### TEKS BACAAN

• • •

Mengenai peran politik, Islam memandang bahwa keberadaan perempuan sebagai bagian dari masyarakat menjadikan mereka juga memiliki kewajiban yang sama untuk mewujudkan kesadaran politik pada diri mereka dan masyarakat secara umum. Hanya saja harus diluruskan, bahwa pengertian politik dalam konsep Islam tidak terbatasi pada masalah kekuasaan dan legislasi saja, melainkan meliputi pemeliharaan seluruh urusan umat di dalam negeri maupun luar negeri, baik menyangkut aspek negara maupun umat. Dalam hal ini negara bertindak secara langsung mengatur dan melihara umat, sedangkan umat bertindak sebagai pengawas dan pengoreksi pelaksanaan pengaturan tadi oleh negara. Karena itu, dalam Islam tidak menjadi masalah apakah posisi seseorang sebagai penguasa (penentu kebijakan) ataupun sebagai rakyat biasa, karena keduanya memiliki kewajiban yang sama dalam memajukan Islam dan umat Islam serta memiliki tanggungjawab yang sama dalam menyelesaikan seluruh problematika umat tanpa membedakan apakah problema itu menimpa laki-laki atau perempuan. Keseluruhannya dianggap sebagai problematika umat yang harus diselesaikan secara bersama-sama. Sehingga, ketika kaum muslimin berupaya memfungsikan segenap potensi insaniahnya untuk menyelesaikan permasalahan umat, maka pada dasarnya dia sudah melakukan peran politiknya.

• • •

[Entri penunjukan objek bernama]
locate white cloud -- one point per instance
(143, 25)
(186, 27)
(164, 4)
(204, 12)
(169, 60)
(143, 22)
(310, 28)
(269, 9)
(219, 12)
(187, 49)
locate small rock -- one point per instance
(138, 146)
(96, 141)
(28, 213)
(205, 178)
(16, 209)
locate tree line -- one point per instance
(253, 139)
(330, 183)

• • •

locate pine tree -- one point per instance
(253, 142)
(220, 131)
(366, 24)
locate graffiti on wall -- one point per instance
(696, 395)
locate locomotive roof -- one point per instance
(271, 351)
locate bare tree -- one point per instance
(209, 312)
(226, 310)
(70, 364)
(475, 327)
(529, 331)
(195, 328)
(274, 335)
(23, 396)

• • •

### TUJUAN
Jawab pertanyaan berikut berdasarkan teks tentang peran politik perempuan dalam Islam.
(a) Menurut teks, pengertian politik dalam konsep Islam meliputi apa, selain masalah kekuasaan dan legislasi?
(b) Apa peran umat terhadap pengaturan yang dijalankan oleh negara?
(c) Kapan kaum muslimin pada dasarnya sudah melakukan peran politiknya?

### PEMBAHASAN SOAL
(a) Pemeliharaan seluruh urusan umat, baik di dalam negeri maupun luar negeri, yang menyangkut aspek negara maupun umat.
(b) Umat bertindak sebagai pengawas dan pengoreksi pelaksanaan pengaturan oleh negara.
(c) Ketika mereka berupaya memfungsikan segenap potensi insaniahnya untuk menyelesaikan permasalahan umat.